## [Short problem]
Repeat every line of the records below word for word, but leave out the pictures.

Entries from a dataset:
__________
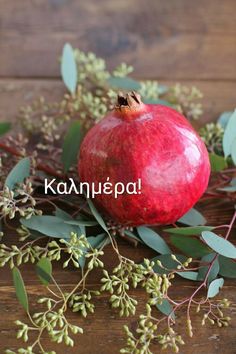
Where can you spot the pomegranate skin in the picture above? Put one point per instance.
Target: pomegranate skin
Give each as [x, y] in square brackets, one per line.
[156, 144]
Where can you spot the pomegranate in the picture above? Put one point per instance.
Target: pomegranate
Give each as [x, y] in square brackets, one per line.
[150, 142]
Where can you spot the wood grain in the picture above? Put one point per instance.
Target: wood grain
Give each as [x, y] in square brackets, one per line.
[218, 95]
[162, 39]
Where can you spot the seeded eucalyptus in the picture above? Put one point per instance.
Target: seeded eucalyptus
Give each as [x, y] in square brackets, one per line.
[55, 228]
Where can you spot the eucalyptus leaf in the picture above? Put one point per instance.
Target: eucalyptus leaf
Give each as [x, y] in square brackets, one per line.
[82, 222]
[132, 235]
[97, 215]
[44, 270]
[218, 163]
[204, 269]
[188, 275]
[215, 287]
[51, 226]
[189, 245]
[20, 289]
[153, 240]
[189, 230]
[193, 218]
[4, 127]
[227, 267]
[125, 83]
[224, 118]
[166, 308]
[97, 241]
[229, 134]
[71, 145]
[18, 174]
[69, 68]
[61, 214]
[219, 244]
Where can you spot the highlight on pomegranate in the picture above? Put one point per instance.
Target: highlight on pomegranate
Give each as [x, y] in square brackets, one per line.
__________
## [Output of the exercise]
Where can you spot the pomegranate skin in the picture above? Put one point per instance.
Target: pomegranate skin
Give each as [x, y] in square brackets, one per line.
[156, 144]
Where can you spot the pomegranate in the picture above? Put one point per instance.
Target: pomegranate
Give each as [x, y] in square brackets, one per line.
[150, 142]
Where can you spot the wood grain in the picture above? Put one point per instance.
Target: wood grain
Give each as [x, y] in square brackets, one per line.
[218, 95]
[162, 39]
Where can you spot the seeded eucalyptus in the picture above? Put one point per instance.
Target: seeded eucalyptus
Give each as [x, y] in square brackets, one per line.
[55, 228]
Where can you spot the eucalyptus leaf in the picture above? Put one point per instance.
Target: eucalyptus leaf
Give each as [x, y] in square brackets, one per line.
[82, 222]
[132, 235]
[97, 215]
[44, 270]
[218, 163]
[204, 269]
[188, 275]
[215, 287]
[51, 226]
[189, 245]
[20, 289]
[153, 240]
[189, 230]
[193, 218]
[4, 127]
[227, 267]
[125, 83]
[224, 118]
[166, 308]
[97, 241]
[229, 134]
[71, 145]
[18, 174]
[69, 68]
[61, 214]
[219, 244]
Where can you spot the highlight on pomegranate in the picture above? Put one point per instance.
Target: highlight on pomegranate
Give each as [x, y] in square brackets, one per line.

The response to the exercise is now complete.